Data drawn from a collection

## start

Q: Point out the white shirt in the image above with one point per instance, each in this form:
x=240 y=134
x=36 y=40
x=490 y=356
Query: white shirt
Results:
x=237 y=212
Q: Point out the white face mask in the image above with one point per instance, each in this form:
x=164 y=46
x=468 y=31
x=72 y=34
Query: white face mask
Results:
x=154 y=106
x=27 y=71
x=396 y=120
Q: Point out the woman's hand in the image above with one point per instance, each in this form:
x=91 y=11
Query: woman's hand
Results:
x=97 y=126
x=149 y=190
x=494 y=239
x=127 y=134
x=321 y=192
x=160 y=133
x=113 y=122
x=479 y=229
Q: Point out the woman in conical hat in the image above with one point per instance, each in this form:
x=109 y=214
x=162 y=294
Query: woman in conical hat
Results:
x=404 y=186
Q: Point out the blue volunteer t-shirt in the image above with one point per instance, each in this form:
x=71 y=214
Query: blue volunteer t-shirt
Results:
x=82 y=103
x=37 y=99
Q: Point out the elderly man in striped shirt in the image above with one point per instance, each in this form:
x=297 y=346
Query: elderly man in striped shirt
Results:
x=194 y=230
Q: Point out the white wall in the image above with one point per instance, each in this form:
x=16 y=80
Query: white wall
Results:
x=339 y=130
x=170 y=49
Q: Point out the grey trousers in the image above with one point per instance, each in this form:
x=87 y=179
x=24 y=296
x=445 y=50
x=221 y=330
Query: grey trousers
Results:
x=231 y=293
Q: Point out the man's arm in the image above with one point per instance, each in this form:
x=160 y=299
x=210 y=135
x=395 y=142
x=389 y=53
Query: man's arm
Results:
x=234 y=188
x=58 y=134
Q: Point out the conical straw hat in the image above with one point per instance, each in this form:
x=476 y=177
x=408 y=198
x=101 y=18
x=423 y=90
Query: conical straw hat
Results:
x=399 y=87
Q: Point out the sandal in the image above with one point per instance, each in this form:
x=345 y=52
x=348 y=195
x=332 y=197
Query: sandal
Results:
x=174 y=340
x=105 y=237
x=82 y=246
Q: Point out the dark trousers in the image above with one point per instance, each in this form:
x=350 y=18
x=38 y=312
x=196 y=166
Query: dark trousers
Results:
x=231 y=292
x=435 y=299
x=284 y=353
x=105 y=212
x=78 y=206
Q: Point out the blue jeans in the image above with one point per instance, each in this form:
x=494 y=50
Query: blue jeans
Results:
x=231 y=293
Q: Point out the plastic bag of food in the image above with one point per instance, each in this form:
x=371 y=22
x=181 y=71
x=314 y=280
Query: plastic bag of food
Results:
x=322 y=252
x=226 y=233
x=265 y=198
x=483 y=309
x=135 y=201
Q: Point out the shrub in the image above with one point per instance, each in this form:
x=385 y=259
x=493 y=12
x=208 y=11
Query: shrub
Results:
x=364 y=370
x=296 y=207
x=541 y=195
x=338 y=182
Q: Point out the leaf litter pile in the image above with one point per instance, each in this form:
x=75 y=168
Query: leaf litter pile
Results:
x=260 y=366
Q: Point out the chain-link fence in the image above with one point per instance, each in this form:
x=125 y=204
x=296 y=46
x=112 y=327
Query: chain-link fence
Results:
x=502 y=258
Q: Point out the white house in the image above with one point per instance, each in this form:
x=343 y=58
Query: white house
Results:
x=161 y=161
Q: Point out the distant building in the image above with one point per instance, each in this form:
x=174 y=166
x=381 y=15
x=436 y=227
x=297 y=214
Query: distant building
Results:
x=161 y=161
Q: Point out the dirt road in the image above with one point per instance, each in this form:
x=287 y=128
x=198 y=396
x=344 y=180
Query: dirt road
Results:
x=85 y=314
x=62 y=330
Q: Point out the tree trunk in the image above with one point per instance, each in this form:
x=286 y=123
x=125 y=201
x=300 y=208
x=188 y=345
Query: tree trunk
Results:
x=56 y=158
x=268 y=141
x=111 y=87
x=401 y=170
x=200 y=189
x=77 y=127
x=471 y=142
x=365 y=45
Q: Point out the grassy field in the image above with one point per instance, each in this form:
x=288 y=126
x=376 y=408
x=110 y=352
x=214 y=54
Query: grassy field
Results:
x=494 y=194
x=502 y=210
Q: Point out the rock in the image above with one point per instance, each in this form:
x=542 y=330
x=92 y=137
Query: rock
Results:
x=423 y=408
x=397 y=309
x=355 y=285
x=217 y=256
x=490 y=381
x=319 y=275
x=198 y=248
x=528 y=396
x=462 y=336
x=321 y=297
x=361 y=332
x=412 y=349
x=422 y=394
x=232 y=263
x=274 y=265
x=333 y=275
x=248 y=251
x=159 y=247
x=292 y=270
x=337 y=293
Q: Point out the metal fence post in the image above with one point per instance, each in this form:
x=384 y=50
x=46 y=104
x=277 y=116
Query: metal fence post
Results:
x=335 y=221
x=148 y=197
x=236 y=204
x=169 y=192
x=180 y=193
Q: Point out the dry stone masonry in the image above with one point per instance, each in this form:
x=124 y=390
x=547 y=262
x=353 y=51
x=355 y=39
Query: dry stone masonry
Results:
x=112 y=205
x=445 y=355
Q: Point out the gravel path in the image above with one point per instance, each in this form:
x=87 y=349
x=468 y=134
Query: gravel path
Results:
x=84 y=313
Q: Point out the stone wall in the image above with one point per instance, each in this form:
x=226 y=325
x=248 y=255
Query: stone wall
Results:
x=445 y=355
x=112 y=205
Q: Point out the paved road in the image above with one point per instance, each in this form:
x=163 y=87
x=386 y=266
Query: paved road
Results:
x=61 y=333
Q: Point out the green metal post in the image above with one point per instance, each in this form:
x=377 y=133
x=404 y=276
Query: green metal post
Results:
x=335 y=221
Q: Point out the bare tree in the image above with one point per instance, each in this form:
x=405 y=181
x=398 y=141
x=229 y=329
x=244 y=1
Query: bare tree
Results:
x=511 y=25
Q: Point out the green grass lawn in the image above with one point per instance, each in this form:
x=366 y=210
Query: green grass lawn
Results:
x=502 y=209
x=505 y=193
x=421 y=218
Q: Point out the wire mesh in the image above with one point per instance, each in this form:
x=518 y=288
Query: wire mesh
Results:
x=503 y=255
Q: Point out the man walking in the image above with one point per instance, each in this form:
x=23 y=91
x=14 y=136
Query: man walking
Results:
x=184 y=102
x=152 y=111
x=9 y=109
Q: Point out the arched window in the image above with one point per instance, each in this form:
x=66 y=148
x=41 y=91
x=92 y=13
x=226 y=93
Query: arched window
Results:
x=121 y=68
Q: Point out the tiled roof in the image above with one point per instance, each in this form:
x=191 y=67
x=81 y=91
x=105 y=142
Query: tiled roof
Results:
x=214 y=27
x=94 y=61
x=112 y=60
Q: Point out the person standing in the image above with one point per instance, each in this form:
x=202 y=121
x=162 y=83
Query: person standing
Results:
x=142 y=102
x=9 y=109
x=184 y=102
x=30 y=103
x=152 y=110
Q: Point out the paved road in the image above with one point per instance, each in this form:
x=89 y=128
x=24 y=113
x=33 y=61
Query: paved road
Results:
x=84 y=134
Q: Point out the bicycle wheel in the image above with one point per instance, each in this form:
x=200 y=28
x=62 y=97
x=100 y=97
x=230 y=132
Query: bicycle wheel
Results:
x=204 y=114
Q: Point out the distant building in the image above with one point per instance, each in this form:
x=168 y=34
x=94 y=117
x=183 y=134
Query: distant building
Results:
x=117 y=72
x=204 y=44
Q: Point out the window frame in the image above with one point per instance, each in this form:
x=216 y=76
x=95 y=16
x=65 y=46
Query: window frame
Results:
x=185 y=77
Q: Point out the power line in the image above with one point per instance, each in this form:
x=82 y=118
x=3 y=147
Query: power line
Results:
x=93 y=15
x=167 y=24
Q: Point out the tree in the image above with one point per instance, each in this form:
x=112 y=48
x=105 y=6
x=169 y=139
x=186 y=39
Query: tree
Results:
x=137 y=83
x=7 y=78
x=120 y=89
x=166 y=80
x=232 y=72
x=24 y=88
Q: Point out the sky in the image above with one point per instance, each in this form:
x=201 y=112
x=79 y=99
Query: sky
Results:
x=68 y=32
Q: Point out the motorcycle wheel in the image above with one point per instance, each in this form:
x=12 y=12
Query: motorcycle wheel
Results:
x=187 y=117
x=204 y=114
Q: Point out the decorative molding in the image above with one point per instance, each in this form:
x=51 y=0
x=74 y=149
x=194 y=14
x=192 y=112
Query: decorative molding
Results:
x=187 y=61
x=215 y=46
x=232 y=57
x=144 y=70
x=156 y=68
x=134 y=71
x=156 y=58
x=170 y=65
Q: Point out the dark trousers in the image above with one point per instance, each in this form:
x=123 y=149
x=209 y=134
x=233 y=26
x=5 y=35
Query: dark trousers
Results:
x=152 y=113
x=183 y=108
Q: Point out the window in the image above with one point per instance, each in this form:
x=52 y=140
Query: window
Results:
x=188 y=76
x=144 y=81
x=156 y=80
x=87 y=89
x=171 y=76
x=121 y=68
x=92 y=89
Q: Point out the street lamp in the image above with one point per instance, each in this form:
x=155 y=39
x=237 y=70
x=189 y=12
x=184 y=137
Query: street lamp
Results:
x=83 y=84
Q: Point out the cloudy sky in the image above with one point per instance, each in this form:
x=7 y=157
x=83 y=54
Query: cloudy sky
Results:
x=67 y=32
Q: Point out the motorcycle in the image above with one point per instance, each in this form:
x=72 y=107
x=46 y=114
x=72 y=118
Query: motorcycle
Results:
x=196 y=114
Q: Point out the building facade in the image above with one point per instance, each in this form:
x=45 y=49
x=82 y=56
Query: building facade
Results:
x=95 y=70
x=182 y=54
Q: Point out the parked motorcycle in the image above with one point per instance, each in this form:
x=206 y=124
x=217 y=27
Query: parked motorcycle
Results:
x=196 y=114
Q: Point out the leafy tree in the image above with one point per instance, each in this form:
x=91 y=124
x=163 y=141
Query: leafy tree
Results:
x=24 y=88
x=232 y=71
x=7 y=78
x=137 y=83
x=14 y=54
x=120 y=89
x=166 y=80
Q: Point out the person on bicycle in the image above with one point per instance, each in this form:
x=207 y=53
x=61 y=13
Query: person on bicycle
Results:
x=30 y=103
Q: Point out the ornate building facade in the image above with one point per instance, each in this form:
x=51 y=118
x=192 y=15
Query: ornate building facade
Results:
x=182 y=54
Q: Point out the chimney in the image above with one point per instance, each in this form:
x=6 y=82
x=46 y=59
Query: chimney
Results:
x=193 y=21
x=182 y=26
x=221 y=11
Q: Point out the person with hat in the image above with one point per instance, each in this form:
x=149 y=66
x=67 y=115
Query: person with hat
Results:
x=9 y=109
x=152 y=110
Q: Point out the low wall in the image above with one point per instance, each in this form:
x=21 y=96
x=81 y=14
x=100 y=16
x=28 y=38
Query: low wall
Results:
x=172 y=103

## end

> **GIVEN PROBLEM**: Print the records again word for word, starting at the line that contains "Q: Point out the metal" and ending at the line that contains "x=421 y=218", both lines included.

> **THE REPLY**:
Q: Point out the metal fence post in the image above with one point per instance, each in this form:
x=384 y=50
x=46 y=104
x=277 y=116
Query: metal fence post
Results:
x=335 y=221
x=148 y=197
x=236 y=204
x=169 y=192
x=180 y=193
Q: Point out the dry stone masonry in the image above with one point per instance, each in this form:
x=124 y=390
x=547 y=262
x=353 y=51
x=355 y=39
Query: dry stone masonry
Results:
x=112 y=205
x=445 y=355
Q: Point out the gravel path in the image above with one point per instance, each in this form:
x=87 y=349
x=468 y=134
Query: gravel path
Results:
x=84 y=313
Q: Point out the stone wall in the image above with one point per instance, each in this form:
x=226 y=325
x=248 y=255
Query: stone wall
Results:
x=445 y=355
x=112 y=205
Q: Point out the paved road in the image above with one point per instance, each in this form:
x=163 y=87
x=386 y=266
Query: paved road
Results:
x=61 y=333
Q: Point out the green metal post in the image above with one point per instance, each in this form:
x=377 y=133
x=404 y=276
Query: green metal post
Results:
x=335 y=221
Q: Point out the bare tree in the image above with one point per instance, each in this form:
x=405 y=181
x=398 y=141
x=229 y=329
x=244 y=1
Query: bare tree
Results:
x=511 y=25
Q: Point out the green grass lawn in the image above with one point per instance, each in this form:
x=366 y=210
Query: green grass lawn
Results:
x=502 y=209
x=505 y=193
x=421 y=218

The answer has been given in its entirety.